=== Records for the task ===

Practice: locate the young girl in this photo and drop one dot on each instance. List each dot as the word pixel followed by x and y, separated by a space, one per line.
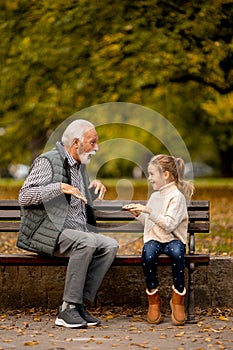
pixel 165 221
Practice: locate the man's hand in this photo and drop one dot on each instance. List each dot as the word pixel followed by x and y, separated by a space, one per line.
pixel 100 189
pixel 68 189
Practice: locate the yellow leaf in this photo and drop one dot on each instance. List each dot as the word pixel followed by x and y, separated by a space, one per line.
pixel 109 317
pixel 223 318
pixel 208 339
pixel 179 334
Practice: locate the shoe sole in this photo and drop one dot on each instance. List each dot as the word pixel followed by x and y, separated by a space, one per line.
pixel 62 323
pixel 93 323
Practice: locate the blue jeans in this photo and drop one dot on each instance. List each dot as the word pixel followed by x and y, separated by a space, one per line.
pixel 175 250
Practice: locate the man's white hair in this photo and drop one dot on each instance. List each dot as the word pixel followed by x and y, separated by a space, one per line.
pixel 75 130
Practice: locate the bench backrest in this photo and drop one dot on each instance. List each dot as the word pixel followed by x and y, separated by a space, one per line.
pixel 111 219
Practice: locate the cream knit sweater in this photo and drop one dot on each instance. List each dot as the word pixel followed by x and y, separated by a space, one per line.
pixel 169 217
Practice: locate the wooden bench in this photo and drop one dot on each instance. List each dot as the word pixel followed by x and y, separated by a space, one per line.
pixel 112 220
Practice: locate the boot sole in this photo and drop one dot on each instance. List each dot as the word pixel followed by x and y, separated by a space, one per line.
pixel 62 323
pixel 159 319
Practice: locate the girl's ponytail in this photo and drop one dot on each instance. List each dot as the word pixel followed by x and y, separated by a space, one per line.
pixel 186 187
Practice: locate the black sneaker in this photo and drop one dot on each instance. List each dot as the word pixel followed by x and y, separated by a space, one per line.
pixel 91 321
pixel 70 318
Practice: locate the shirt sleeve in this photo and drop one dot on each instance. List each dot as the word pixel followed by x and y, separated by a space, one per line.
pixel 38 186
pixel 175 213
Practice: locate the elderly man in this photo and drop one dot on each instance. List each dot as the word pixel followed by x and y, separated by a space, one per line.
pixel 57 219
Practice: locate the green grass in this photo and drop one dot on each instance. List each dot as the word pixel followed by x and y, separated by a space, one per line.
pixel 218 191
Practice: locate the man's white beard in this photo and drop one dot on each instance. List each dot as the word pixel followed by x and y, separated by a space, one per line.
pixel 85 158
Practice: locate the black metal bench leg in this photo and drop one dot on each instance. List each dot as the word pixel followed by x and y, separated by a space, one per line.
pixel 190 306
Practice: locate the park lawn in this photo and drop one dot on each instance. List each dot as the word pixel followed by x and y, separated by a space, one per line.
pixel 218 191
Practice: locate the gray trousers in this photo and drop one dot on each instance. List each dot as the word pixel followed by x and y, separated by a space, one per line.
pixel 90 256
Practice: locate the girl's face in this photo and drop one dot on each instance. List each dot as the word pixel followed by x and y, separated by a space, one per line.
pixel 156 177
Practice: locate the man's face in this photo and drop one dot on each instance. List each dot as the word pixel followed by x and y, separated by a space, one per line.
pixel 88 146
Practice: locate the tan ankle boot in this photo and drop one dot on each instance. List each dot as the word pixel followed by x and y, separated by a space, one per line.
pixel 177 306
pixel 154 312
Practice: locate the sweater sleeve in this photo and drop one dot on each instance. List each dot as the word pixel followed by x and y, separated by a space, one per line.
pixel 175 212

===

▶ **Work required**:
Reproduce only the lines between the line containing "Practice: locate the elderly" and the last line of the records, those two lines included, exactly.

▶ **Response to this task**:
Practice: locate the elderly man in this photo and drop one dot on each instance. List each dot as the word pixel followed by x and y, separated by a space, one per line.
pixel 57 219
Practice: locate the green grass in this photo and drop one dot on each instance. List each dot as the word pixel followed by x and y, separated by a space, one per line.
pixel 218 191
Practice: locate the man's white beard in this photo and drop one dot on each instance. List each dot as the word pixel followed by x and y, separated by a space, one per line.
pixel 85 158
Practice: locate the black metal bench leg in this photo and drop one dot on each instance. List each dot as the word pixel followed by x and y, separated by a space, one per line.
pixel 190 306
Practice: locate the park lawn in this photo and drop one dot on each instance. List each dot as the word pixel followed by x and y, separated by a space, one per line.
pixel 218 191
Practice: locate the gray trousers in this photo and drop one dot on each instance. List each dot as the word pixel followed by x and y, separated by a space, one per line.
pixel 90 256
Practice: locate the girl's face in this photo and drop one dot on each instance. List each dot as the word pixel followed by x and y, separated by a space, one per line.
pixel 156 177
Practice: locate the man's face in this photo and drop one dot on each instance. List each dot as the word pixel followed by x and y, separated by a space, one per line.
pixel 88 146
Practice: locate the tan ankle boot in this photo and drop one dot on each instance. List each dot as the word pixel followed by x and y, separated by a space, one per line.
pixel 177 306
pixel 154 312
Practice: locate the sweater sleeve in this photo and drop one dot on each instance. List each dot as the word pixel followed by x and y, separated by a space, one per line.
pixel 175 212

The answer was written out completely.